╭──
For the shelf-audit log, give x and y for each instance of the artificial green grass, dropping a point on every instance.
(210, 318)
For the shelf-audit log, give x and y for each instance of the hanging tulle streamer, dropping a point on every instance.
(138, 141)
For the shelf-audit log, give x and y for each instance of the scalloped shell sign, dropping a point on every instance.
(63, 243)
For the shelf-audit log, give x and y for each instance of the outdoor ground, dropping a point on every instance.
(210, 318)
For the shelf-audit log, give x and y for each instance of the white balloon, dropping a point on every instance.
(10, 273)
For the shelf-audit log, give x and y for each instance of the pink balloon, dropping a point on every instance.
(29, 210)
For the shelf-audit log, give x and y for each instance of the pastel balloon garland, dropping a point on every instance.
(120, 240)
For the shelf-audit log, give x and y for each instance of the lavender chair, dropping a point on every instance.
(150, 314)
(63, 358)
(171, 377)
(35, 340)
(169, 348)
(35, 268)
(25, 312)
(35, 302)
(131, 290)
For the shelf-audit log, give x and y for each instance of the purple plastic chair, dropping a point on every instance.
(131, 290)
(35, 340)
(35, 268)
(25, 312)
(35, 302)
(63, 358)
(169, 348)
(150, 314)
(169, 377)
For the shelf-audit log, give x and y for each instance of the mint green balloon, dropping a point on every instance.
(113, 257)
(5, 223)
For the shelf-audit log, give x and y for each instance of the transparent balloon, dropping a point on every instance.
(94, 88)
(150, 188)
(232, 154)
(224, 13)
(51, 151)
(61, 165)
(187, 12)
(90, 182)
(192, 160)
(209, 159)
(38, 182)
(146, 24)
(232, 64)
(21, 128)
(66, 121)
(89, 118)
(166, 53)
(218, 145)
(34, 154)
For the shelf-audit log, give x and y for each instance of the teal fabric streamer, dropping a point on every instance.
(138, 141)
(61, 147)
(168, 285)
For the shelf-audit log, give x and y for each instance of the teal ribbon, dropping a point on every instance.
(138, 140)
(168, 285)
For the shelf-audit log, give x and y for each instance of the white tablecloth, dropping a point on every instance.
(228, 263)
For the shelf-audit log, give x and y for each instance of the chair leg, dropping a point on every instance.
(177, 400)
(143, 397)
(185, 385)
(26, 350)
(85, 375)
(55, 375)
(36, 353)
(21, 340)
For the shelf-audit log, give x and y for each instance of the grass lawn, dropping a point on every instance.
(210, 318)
╰──
> Problem: Without omitting anything, reproduce the whole of the data.

> Task response:
For the shelf-audit log, give x and y for each instance of the artificial green grass, dropping a point on every instance.
(210, 318)
For the shelf-audit log, give x and y for each instance of the hanging tulle streamer, dropping a point on every instance.
(138, 141)
For the shelf-audit log, give x and y for each instance of the scalloped shell sign, dropping a point on every instance.
(63, 243)
For the shelf-audit log, give x and y for each instance of the outdoor ground, dropping a point on every instance.
(210, 318)
For the shelf-audit log, give x and y for each instance of the white balloon, dropping a point on every instance.
(10, 273)
For the shelf-audit log, give x and y for each instance of the pink balloon, dropping a point on every instance.
(29, 210)
For the shelf-audit log, give x and y for each instance of the pastel balloon garland, dropping a point on every instance.
(120, 240)
For the shelf-audit log, give x and y for each instance of the lavender chair, dropping a point on every instance.
(150, 314)
(63, 358)
(171, 377)
(35, 340)
(169, 348)
(35, 268)
(25, 312)
(35, 302)
(131, 290)
For the shelf-audit log, give x and y for each instance of the purple plastic chair, dropping a point on every instance.
(131, 290)
(35, 340)
(35, 268)
(25, 312)
(35, 302)
(63, 358)
(169, 348)
(150, 314)
(169, 377)
For the shelf-audit log, give x and y for each instance of the mint green balloon, dropping a point on every instance.
(113, 257)
(5, 223)
For the shelf-audit log, give x and y for each instance of the transparent balloon, dropping a point on every instance.
(94, 88)
(150, 188)
(232, 154)
(224, 13)
(51, 151)
(61, 165)
(187, 12)
(90, 182)
(192, 160)
(209, 159)
(38, 182)
(146, 24)
(232, 64)
(21, 128)
(66, 121)
(89, 118)
(166, 53)
(218, 145)
(34, 154)
For the shelf-audit log, give x and y for each instance of the teal fabric streamer, dropping a point on every instance.
(138, 141)
(61, 147)
(168, 285)
For the shelf-audit log, give x and y for each instance of the teal ribbon, dropping a point on every instance.
(138, 140)
(168, 285)
For the shelf-audit log, give x and y for each instance of the white tablecloth, dropping a point on every instance.
(228, 263)
For the shelf-audit log, give x and y for each instance of the chair leg, dropping a point on every instance.
(177, 400)
(143, 397)
(185, 385)
(26, 350)
(85, 375)
(55, 375)
(36, 353)
(21, 340)
For the shelf-audit log, give x and y for each instance of the grass lawn, dropping a point on every instance.
(210, 318)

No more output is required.